BRIEF ::
Everything from the line with "Locate the dense" through the last line of the records below should be copied exactly, both ends included.

(Box-labeled dataset extracts)
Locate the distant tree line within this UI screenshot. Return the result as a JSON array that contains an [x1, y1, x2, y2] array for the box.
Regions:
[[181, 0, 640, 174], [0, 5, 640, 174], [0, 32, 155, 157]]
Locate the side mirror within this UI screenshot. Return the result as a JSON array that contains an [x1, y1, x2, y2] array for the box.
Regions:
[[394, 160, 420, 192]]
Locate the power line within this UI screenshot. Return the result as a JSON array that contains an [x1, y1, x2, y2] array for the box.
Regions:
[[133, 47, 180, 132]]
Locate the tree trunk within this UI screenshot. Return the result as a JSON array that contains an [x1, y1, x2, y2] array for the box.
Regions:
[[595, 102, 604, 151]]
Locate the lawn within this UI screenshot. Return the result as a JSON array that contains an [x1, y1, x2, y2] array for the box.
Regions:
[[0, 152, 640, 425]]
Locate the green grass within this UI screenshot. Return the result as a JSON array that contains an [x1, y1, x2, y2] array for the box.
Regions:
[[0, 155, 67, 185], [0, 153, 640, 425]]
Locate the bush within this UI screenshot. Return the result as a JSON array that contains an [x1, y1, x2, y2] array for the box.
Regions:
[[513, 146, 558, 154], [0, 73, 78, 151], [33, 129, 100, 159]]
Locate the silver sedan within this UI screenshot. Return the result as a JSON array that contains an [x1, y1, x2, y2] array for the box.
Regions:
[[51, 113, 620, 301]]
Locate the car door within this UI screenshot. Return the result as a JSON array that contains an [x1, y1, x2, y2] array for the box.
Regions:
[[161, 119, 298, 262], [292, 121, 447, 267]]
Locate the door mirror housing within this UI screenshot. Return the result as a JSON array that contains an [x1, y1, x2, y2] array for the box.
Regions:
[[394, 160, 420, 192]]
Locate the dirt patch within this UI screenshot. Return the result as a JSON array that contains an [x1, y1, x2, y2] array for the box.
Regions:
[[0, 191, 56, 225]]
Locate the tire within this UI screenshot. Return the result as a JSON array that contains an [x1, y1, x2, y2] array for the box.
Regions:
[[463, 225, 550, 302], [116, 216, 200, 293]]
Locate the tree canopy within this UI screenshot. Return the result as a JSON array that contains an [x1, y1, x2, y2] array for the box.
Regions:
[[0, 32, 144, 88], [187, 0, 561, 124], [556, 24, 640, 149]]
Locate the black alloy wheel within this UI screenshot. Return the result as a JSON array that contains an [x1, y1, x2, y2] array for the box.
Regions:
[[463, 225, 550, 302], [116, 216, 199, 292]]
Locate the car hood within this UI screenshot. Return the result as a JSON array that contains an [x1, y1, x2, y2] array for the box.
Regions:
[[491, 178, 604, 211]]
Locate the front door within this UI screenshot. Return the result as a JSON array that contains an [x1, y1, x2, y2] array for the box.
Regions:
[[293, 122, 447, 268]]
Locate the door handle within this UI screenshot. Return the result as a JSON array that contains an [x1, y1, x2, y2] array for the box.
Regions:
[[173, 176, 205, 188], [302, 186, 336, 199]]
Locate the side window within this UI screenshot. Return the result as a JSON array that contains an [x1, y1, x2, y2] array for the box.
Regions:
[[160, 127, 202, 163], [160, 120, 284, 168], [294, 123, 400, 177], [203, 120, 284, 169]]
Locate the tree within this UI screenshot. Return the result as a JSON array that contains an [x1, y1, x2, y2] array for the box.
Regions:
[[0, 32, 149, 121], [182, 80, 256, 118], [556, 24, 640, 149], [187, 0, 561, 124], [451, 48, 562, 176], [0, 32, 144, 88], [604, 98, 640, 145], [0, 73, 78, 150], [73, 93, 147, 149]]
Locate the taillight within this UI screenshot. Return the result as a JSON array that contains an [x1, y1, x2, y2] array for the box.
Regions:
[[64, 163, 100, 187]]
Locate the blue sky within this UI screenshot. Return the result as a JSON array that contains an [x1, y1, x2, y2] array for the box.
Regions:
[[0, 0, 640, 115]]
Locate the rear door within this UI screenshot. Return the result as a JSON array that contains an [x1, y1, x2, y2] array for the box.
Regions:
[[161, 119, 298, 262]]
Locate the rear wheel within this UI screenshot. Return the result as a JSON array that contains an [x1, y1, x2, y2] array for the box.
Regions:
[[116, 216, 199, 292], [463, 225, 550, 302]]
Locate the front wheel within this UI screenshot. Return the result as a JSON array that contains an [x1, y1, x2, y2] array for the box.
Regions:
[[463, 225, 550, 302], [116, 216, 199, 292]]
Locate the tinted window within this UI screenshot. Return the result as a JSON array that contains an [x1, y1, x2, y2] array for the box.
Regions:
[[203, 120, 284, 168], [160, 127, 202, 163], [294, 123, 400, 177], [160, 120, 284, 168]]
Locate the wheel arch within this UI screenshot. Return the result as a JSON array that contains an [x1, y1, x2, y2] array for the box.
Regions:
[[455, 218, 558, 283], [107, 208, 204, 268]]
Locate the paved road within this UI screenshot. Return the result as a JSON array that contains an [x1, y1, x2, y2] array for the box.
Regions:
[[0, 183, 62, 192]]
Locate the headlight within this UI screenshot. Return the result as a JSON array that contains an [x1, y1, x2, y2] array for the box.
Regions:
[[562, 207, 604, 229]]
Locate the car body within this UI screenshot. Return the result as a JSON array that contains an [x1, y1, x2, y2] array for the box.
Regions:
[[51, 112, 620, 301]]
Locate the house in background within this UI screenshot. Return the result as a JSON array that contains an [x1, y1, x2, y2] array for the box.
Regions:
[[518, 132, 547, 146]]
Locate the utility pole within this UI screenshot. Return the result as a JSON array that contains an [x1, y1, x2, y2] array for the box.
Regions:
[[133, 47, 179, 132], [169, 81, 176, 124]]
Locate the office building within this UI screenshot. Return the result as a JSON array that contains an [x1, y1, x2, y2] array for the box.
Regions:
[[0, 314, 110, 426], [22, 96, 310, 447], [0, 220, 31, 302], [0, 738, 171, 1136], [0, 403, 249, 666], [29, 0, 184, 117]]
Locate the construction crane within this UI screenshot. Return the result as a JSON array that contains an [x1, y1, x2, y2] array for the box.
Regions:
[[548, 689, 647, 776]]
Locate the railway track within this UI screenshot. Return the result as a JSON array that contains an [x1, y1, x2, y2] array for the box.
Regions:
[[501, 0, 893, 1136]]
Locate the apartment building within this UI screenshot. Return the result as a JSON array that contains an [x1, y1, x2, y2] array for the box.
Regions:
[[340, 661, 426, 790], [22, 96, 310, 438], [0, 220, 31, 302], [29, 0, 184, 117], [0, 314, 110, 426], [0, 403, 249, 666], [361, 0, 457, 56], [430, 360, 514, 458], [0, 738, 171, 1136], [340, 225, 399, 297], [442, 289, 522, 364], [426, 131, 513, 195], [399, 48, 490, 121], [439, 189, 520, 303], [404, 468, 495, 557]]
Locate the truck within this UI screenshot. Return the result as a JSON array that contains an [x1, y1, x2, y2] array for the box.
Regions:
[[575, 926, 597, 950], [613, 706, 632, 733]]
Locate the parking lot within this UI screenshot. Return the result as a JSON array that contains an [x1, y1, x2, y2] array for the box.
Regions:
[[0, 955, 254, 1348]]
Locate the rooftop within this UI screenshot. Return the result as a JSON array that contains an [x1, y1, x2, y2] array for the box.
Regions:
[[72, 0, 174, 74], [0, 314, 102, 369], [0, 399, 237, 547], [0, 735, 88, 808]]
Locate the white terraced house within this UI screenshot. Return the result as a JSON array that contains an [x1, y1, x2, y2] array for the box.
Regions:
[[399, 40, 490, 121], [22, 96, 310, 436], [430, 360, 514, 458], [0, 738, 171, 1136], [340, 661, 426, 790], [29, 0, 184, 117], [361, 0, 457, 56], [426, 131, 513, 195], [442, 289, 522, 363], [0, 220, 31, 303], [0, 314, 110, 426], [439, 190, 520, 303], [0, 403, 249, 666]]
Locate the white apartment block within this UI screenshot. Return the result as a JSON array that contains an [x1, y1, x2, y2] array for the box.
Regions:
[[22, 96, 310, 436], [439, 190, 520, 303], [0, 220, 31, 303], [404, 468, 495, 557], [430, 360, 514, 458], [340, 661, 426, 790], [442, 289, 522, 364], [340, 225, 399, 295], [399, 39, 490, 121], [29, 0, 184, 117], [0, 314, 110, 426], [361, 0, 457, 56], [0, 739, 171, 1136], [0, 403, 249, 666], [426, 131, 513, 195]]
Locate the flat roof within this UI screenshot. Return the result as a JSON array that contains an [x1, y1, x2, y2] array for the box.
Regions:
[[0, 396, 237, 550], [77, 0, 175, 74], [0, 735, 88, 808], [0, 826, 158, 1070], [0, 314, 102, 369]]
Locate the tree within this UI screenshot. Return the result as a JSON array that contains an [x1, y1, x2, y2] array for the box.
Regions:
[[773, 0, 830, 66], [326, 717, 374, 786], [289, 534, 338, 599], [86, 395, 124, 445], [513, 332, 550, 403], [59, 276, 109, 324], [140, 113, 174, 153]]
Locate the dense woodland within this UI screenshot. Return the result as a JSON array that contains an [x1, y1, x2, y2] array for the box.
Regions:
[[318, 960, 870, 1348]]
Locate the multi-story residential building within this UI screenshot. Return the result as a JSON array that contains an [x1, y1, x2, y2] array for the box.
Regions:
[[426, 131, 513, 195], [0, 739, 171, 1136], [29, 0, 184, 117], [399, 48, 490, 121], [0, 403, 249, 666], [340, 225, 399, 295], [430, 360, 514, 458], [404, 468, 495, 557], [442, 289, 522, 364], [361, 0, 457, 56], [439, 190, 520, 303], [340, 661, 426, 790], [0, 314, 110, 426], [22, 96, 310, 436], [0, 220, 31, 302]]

SOLUTION ::
Locate the dense woodland within this UI screenshot. Return the result as a JSON array that contains an [x1, y1, x2, y2] array for the box.
Regions:
[[318, 960, 870, 1348]]
Locate the multi-story residential building within this UI screenshot. Return the result as a JSON array that contains an [x1, y1, x2, y2] array for the box.
Regions:
[[426, 131, 513, 195], [0, 739, 171, 1136], [29, 0, 184, 117], [399, 48, 490, 121], [0, 403, 249, 666], [340, 225, 399, 295], [430, 360, 514, 458], [404, 468, 495, 557], [442, 289, 522, 364], [361, 0, 457, 56], [439, 190, 520, 303], [340, 661, 426, 790], [0, 314, 110, 426], [22, 96, 310, 436], [0, 220, 31, 302]]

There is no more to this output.